(Rows from a box-labeling dataset)
□ □ □ □ □ □ □

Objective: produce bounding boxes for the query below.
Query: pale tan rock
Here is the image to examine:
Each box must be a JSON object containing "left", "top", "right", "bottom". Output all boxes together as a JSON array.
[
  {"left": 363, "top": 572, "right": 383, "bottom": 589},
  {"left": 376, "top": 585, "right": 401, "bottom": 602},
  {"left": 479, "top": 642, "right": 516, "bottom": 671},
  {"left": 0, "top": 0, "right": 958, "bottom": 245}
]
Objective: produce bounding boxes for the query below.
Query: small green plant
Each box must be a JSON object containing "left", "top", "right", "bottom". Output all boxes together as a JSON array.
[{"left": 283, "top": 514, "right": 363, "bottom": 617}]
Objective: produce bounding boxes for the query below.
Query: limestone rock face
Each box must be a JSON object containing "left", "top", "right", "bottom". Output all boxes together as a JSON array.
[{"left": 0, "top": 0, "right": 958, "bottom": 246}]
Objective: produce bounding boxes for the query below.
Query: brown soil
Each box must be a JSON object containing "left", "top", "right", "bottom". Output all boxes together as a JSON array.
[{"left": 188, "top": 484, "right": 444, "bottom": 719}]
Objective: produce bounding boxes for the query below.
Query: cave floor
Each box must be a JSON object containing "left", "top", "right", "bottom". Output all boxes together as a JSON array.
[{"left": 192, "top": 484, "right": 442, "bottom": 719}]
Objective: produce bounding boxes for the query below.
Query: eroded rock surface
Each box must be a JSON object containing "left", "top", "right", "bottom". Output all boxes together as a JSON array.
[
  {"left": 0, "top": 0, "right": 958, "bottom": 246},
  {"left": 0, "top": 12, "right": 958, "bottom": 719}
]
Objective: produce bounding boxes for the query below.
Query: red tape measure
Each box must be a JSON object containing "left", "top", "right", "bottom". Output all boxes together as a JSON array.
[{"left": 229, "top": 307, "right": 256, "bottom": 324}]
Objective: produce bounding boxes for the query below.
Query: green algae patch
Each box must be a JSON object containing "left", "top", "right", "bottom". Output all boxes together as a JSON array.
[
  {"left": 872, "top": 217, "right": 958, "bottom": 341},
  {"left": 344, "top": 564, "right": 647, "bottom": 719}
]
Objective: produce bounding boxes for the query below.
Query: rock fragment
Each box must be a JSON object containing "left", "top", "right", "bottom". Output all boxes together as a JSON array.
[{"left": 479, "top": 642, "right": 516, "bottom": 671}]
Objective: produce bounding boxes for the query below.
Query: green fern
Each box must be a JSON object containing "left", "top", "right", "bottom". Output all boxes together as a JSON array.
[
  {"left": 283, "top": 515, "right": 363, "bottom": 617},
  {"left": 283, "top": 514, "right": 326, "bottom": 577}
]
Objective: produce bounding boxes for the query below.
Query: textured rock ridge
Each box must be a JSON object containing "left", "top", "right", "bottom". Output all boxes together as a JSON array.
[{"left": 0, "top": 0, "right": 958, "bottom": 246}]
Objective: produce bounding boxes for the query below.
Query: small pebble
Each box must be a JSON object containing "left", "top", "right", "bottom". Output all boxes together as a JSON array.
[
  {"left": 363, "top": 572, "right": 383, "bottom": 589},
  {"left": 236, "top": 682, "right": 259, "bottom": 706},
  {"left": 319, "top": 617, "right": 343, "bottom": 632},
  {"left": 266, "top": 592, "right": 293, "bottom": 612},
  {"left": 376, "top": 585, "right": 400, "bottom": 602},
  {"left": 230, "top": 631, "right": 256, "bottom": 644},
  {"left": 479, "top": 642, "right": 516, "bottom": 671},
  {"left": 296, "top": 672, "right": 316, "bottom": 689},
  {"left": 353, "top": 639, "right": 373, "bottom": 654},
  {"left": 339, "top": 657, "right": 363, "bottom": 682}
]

□ □ □ □ □ □ □

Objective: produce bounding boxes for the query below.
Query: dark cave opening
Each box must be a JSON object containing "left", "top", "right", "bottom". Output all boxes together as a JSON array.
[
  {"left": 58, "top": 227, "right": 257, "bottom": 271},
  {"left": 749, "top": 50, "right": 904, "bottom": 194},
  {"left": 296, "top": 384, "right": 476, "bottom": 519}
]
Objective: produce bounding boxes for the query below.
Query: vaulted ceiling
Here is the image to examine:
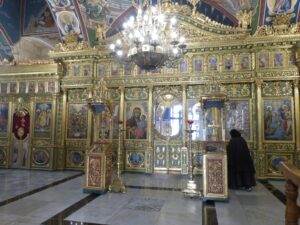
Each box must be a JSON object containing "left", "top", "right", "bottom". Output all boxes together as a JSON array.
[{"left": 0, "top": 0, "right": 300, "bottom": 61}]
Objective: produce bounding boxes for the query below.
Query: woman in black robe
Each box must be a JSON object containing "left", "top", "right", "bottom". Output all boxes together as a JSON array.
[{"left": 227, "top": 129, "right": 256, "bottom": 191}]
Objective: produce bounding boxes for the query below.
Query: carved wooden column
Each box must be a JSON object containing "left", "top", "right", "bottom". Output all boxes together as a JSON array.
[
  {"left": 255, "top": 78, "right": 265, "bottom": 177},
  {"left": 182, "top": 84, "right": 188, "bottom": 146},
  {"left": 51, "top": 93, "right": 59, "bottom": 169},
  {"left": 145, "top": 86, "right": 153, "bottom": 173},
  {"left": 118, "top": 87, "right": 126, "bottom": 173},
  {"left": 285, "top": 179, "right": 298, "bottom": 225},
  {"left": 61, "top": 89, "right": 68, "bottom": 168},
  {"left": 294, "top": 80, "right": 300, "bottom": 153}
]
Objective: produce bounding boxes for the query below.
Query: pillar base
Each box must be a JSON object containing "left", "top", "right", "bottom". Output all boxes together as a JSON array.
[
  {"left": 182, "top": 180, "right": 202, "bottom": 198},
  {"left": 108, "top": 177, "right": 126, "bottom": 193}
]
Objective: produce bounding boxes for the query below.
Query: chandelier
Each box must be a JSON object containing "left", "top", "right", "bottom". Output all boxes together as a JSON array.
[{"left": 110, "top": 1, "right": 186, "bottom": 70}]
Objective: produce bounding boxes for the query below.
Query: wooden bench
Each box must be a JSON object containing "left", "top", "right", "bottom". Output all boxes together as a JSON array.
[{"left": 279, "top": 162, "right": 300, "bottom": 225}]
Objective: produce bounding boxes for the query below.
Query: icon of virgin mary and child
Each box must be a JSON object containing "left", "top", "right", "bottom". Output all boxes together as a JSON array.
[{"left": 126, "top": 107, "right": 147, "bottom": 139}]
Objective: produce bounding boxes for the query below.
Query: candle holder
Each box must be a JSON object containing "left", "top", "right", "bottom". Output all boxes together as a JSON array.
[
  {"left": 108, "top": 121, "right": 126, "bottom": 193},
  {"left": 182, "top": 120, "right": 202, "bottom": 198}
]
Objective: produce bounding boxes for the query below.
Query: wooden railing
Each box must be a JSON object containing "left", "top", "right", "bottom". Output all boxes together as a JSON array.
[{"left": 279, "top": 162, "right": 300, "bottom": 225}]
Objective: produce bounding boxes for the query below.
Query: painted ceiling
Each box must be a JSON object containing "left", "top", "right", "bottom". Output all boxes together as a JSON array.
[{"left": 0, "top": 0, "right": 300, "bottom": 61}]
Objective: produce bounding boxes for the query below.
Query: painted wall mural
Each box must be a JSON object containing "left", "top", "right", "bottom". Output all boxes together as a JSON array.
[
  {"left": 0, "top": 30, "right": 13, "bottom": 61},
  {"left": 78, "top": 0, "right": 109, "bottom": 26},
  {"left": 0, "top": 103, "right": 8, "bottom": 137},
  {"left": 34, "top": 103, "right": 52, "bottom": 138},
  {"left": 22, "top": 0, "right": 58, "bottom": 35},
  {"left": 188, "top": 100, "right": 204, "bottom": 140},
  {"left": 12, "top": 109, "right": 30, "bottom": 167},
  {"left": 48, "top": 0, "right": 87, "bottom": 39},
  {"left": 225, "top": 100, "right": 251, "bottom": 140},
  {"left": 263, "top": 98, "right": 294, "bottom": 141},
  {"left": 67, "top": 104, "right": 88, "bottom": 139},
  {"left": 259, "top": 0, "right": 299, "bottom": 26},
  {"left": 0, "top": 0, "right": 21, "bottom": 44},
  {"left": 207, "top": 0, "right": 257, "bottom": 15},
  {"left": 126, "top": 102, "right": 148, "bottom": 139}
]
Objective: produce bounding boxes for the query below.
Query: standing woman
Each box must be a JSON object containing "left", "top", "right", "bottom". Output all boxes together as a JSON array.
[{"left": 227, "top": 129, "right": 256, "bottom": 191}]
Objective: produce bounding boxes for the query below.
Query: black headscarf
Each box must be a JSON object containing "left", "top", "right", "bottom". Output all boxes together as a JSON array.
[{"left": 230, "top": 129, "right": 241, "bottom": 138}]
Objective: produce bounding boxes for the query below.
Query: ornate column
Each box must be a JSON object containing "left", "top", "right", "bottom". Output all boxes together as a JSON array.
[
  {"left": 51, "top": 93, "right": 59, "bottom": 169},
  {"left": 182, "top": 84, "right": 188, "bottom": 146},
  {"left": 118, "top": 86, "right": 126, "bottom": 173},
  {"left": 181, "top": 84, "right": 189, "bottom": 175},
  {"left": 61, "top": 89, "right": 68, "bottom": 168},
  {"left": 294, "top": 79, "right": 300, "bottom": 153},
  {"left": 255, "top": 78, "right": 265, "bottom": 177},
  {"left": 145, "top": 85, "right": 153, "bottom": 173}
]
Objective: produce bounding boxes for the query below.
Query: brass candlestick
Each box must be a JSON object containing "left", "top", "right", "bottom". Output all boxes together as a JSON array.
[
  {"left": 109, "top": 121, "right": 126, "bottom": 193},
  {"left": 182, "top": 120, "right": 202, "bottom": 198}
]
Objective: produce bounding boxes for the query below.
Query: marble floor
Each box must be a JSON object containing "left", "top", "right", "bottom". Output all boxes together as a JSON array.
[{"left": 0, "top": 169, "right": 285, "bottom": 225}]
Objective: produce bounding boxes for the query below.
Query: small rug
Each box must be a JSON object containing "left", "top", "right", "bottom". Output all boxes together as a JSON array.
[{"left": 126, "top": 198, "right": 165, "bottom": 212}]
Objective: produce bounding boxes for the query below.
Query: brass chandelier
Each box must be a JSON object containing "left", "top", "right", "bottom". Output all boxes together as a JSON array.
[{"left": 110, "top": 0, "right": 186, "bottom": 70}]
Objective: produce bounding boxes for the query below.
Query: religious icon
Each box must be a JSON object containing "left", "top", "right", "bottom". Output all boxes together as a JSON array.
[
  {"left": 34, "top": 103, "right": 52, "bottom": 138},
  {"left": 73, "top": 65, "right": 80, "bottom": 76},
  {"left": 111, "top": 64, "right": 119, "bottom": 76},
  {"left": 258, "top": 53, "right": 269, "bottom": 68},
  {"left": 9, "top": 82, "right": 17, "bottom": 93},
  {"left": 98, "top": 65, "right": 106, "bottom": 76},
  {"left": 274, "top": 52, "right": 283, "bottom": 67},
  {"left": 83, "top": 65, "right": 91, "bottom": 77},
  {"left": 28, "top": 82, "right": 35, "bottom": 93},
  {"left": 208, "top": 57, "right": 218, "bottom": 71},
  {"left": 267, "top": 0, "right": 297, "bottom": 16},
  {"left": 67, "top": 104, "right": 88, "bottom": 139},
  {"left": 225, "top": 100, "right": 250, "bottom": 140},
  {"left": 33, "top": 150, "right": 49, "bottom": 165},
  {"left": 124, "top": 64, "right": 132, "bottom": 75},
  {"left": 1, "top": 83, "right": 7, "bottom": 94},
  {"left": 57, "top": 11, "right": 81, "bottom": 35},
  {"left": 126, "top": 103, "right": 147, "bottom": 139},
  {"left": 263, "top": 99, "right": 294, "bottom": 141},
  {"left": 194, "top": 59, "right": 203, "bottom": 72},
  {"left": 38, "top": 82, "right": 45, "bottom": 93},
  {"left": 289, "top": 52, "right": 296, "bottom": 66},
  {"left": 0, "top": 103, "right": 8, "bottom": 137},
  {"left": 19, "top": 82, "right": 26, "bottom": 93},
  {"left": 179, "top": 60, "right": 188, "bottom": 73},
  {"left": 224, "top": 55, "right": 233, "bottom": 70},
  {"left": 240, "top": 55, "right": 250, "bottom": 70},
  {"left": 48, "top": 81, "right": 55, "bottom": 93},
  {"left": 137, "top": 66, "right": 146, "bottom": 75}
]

□ □ □ □ □ □ □

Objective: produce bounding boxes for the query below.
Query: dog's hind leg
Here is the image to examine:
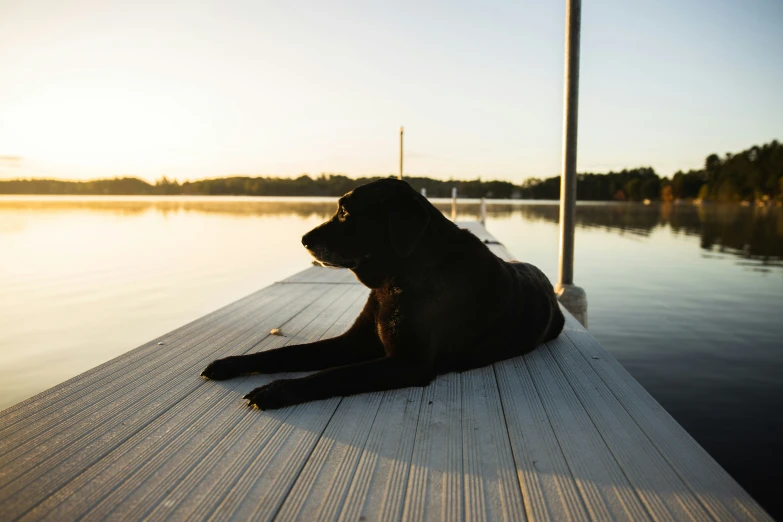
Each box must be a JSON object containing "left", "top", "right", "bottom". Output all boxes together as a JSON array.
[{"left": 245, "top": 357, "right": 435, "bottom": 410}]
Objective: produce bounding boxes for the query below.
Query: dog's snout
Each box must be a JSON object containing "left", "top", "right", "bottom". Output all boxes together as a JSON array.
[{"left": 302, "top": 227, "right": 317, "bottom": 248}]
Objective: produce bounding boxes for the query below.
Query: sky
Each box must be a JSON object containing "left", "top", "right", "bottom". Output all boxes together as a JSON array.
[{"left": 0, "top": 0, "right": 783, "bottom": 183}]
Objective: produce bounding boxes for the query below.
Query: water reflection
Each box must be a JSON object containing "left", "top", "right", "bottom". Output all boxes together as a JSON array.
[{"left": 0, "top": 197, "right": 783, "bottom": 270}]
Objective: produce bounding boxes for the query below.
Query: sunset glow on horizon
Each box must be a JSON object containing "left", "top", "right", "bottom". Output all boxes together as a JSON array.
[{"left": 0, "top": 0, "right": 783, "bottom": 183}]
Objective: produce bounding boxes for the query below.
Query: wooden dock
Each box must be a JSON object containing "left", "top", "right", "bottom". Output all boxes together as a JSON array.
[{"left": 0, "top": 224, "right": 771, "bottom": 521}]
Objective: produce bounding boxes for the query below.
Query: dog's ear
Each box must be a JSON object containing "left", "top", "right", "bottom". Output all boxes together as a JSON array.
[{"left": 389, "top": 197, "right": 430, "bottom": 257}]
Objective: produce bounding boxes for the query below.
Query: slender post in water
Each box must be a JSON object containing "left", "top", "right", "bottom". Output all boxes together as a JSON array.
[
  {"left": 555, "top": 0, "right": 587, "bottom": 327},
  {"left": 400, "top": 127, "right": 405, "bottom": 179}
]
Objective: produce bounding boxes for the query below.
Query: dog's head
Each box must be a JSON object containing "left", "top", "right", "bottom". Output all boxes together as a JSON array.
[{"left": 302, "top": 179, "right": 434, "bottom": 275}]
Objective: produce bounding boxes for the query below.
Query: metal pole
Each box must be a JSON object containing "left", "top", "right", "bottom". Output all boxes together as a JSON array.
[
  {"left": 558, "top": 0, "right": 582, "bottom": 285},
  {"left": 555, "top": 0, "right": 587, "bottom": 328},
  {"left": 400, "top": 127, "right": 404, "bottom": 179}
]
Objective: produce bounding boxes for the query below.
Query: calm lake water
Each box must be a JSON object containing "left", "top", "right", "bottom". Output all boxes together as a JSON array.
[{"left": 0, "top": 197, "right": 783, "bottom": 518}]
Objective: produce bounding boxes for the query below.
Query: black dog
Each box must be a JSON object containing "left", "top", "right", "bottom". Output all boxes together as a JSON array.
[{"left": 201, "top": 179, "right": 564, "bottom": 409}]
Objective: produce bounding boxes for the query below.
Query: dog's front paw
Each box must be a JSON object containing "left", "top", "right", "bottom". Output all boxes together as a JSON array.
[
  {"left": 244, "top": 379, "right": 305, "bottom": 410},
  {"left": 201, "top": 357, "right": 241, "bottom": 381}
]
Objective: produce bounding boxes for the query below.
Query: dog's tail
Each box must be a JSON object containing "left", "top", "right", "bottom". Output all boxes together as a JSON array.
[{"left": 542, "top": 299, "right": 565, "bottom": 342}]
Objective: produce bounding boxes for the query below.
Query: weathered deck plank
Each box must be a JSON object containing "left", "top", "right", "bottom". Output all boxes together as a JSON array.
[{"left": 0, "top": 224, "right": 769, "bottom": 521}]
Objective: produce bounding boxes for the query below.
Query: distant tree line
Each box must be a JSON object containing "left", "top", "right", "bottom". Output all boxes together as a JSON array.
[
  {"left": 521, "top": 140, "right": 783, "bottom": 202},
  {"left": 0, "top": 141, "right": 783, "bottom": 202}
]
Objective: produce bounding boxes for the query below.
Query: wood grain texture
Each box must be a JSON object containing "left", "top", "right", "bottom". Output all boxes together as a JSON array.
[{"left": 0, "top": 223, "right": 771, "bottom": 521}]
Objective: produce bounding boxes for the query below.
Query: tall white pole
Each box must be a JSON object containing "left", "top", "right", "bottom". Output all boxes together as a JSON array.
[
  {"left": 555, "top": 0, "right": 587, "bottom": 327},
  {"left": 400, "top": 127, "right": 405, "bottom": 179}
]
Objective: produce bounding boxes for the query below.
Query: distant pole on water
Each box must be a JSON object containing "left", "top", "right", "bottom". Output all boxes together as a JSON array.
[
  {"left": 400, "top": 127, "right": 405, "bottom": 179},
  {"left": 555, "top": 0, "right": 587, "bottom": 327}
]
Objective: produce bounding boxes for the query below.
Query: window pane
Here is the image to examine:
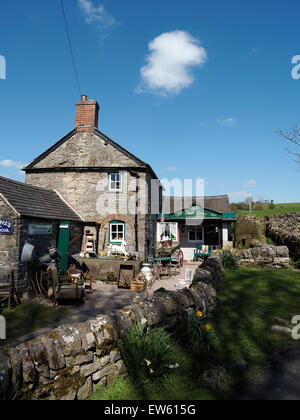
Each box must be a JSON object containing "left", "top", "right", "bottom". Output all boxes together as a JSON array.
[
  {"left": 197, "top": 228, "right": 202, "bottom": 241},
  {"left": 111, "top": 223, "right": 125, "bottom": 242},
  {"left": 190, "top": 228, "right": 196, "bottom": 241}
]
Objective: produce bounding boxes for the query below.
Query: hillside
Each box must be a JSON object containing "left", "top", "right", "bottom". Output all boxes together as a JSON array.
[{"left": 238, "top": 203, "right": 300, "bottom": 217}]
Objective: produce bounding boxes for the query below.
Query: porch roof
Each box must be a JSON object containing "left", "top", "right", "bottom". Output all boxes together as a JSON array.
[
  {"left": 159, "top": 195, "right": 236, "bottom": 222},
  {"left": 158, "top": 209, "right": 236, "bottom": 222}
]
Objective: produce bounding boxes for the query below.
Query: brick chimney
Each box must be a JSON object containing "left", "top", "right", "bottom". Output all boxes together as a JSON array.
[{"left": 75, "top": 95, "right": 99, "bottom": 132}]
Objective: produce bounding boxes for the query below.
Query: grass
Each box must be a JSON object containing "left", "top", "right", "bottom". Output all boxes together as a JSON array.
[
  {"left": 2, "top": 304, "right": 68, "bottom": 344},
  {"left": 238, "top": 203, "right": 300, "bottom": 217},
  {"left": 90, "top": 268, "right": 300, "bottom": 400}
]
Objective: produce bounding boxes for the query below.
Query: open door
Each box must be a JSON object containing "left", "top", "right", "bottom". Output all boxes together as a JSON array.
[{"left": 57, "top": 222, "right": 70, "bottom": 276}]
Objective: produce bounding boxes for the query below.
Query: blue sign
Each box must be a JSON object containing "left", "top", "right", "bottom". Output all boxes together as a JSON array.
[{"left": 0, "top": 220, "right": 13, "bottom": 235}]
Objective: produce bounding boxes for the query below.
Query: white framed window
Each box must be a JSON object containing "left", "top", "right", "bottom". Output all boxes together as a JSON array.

□ □ □ □ □ □ □

Extract every line of the listing above that contains the word "painted", keeping in mind that case counts.

#### WRITTEN SOLUTION
Query: painted ceiling
Query: painted wall mural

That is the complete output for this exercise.